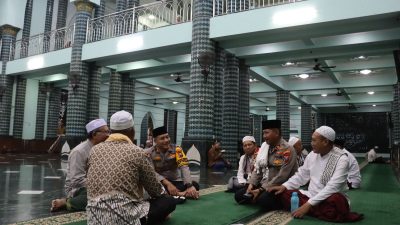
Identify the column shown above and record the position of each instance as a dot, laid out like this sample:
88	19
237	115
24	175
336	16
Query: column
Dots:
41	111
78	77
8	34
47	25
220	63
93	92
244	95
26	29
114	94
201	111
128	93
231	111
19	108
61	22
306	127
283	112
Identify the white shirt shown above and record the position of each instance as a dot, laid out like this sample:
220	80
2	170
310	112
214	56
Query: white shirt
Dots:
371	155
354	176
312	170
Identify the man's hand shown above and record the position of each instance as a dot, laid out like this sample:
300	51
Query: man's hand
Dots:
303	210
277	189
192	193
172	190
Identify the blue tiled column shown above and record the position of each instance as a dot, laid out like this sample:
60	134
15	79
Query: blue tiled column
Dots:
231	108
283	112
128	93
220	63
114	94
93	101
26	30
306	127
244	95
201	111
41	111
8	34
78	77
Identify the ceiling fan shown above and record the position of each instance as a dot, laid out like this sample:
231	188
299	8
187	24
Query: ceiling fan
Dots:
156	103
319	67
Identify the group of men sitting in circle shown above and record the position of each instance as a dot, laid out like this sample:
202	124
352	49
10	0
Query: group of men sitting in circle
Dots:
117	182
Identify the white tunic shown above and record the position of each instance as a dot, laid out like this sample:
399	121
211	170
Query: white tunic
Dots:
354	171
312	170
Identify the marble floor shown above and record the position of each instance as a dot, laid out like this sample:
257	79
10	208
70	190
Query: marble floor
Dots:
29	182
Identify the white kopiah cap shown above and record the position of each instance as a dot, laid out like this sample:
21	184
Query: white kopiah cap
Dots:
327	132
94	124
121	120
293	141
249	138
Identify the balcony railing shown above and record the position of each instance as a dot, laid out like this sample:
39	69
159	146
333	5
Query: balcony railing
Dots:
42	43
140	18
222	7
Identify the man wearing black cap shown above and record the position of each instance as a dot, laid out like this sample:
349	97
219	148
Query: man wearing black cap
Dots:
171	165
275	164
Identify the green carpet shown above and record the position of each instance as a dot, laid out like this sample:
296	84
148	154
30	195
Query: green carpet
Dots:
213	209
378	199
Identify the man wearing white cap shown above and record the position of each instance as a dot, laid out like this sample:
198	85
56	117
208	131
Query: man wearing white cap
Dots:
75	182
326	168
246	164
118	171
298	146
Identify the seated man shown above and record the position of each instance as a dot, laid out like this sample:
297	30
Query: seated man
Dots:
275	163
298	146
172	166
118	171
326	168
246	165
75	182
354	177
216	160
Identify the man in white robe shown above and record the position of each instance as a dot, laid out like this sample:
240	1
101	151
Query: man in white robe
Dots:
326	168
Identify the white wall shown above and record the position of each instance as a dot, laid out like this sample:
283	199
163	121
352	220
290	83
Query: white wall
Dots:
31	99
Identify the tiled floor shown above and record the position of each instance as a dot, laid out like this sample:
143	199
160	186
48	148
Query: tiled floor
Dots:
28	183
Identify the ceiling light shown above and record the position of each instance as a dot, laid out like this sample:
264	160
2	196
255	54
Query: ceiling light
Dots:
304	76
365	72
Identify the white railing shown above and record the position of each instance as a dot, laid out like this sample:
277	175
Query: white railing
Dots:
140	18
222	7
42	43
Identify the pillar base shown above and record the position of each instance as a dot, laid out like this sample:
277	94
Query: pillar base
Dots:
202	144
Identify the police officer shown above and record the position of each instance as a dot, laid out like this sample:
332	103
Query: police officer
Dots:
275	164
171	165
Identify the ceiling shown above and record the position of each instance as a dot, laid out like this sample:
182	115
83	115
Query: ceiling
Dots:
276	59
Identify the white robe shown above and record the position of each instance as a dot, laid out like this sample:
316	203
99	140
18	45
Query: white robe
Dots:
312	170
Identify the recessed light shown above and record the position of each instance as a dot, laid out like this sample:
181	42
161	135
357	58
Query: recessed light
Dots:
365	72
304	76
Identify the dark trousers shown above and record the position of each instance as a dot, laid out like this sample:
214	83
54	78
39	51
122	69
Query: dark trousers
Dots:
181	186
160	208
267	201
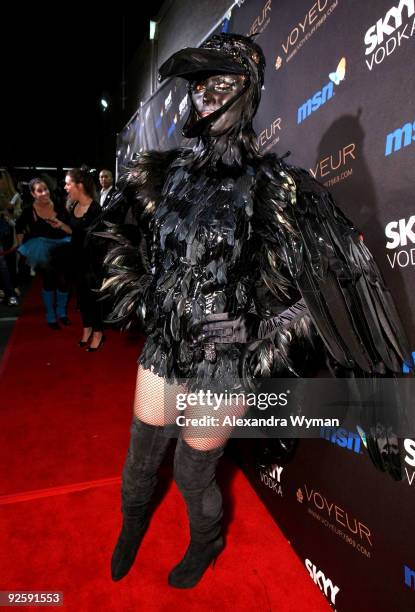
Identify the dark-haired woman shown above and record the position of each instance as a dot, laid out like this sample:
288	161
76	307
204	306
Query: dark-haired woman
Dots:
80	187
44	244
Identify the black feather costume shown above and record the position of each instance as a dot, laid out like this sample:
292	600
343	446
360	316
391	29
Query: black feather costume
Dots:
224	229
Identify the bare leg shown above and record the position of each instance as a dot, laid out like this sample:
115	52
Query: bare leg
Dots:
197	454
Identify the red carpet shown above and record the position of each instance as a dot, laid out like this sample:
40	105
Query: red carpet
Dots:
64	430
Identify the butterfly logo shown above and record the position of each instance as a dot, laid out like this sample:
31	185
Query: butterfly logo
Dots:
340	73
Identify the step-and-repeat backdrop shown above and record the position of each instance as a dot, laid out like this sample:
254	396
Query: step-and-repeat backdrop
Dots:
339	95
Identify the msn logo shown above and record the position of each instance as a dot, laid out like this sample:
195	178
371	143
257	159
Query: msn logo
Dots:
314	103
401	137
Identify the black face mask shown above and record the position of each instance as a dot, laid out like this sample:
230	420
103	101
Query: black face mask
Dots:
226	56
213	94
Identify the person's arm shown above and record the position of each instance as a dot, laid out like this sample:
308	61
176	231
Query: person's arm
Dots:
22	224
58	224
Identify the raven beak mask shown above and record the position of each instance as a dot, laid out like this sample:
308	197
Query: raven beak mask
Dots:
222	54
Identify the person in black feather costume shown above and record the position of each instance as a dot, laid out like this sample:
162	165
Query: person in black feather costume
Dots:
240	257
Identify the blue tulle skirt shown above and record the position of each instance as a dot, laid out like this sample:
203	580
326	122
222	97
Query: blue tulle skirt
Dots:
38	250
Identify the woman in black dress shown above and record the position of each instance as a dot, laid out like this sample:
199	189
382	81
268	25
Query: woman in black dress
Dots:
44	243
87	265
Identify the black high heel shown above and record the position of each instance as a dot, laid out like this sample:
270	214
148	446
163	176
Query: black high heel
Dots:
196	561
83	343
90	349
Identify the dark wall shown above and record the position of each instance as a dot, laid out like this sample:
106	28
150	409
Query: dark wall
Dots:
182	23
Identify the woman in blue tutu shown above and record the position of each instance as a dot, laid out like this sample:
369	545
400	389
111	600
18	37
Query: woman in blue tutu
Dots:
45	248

____________________

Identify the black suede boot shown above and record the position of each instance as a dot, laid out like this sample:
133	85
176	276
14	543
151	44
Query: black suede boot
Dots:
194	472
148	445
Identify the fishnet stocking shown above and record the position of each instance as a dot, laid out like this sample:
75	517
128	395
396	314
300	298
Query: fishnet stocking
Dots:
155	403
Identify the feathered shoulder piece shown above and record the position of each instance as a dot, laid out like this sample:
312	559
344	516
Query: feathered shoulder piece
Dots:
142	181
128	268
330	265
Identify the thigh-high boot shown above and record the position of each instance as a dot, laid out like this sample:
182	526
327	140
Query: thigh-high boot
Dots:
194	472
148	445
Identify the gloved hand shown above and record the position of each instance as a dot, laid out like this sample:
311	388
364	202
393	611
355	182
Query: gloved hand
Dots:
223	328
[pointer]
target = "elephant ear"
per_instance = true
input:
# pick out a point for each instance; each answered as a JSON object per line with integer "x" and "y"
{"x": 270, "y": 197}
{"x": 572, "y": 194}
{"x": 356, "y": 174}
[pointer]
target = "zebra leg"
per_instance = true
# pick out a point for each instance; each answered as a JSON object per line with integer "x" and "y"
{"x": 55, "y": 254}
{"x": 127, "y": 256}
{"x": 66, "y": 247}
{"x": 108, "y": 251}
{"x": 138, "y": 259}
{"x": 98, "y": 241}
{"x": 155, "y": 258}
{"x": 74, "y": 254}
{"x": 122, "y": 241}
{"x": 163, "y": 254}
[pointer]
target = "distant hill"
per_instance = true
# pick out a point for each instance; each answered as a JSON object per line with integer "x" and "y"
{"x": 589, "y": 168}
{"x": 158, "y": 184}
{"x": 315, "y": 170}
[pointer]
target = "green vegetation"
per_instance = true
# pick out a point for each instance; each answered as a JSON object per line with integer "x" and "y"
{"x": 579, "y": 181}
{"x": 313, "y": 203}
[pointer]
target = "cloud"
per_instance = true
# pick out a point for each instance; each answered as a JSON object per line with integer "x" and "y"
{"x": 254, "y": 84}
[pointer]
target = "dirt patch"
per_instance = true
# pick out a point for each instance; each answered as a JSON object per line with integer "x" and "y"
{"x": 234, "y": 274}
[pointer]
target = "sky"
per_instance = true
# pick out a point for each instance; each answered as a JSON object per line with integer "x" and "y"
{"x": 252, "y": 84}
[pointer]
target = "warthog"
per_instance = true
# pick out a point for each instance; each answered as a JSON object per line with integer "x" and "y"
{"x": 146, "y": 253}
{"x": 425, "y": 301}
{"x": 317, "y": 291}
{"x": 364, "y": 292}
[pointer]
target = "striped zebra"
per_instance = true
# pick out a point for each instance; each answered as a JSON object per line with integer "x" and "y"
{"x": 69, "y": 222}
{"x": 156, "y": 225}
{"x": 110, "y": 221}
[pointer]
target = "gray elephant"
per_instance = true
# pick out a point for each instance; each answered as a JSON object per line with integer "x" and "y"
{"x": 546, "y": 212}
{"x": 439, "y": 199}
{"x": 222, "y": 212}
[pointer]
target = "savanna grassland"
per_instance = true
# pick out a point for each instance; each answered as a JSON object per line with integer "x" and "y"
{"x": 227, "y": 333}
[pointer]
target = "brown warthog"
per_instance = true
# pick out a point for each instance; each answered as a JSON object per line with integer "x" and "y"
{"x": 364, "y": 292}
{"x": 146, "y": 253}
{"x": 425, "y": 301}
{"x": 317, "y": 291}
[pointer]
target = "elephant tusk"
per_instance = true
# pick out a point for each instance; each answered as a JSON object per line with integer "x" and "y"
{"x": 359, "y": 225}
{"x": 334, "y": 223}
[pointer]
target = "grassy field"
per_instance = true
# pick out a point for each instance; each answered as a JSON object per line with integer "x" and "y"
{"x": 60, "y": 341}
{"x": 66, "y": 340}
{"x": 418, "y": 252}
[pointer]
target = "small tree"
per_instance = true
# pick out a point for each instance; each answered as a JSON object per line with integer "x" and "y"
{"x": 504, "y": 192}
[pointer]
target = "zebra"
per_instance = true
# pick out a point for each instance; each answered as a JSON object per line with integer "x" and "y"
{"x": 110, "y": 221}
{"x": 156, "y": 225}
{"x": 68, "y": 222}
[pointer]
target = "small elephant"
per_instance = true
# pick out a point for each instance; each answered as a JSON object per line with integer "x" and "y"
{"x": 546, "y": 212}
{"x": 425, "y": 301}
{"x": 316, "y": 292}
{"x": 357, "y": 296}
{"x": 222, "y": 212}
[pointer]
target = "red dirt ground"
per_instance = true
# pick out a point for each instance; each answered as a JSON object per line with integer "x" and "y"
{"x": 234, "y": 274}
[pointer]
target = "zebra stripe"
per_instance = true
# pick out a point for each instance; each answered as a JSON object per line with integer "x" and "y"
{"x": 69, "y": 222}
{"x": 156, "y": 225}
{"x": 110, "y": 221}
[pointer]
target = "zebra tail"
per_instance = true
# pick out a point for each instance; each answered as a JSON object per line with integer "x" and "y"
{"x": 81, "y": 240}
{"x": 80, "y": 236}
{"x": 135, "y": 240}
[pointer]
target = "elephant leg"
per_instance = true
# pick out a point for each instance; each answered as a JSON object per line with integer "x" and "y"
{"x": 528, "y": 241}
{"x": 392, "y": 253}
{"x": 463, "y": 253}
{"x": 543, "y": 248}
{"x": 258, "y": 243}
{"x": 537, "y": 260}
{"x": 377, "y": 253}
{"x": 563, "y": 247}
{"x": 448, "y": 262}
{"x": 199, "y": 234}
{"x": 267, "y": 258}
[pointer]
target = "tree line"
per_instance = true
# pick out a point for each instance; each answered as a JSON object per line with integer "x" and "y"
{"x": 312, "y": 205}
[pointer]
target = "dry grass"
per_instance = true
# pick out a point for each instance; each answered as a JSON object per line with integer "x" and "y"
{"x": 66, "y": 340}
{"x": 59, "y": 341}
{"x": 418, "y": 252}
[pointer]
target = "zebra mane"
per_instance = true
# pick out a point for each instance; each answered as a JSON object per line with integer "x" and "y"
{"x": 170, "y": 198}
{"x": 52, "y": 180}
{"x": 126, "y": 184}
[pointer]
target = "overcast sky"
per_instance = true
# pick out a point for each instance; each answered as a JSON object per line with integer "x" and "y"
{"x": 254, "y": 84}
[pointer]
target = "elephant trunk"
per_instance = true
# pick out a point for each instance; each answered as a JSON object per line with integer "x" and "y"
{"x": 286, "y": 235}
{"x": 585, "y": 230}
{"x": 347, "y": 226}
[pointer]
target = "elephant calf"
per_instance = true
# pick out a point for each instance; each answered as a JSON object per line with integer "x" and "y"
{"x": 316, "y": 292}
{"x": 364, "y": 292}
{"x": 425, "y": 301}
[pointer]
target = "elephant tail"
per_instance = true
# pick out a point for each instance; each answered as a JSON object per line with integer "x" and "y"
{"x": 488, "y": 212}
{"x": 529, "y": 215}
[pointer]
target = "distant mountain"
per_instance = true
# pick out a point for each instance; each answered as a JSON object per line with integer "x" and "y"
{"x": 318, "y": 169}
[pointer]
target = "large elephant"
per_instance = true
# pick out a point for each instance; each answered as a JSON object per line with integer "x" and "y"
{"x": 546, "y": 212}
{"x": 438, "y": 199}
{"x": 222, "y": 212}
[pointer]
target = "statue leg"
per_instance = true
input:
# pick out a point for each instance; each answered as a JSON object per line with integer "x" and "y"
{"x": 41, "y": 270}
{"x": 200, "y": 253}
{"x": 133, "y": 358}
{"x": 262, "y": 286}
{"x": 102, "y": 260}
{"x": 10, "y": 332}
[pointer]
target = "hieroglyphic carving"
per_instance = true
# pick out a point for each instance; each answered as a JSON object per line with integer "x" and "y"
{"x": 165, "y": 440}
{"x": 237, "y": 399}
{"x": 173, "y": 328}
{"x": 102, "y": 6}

____________________

# [EXERCISE INSTRUCTIONS]
Show each line of the rows above that contains the string "raven". Uppercase and lowercase letters count as different.

# [THE RESPONSE]
Identify the raven beak mask shown above and record the position of each instance as a dot, laid out like this sample:
Query: raven beak mask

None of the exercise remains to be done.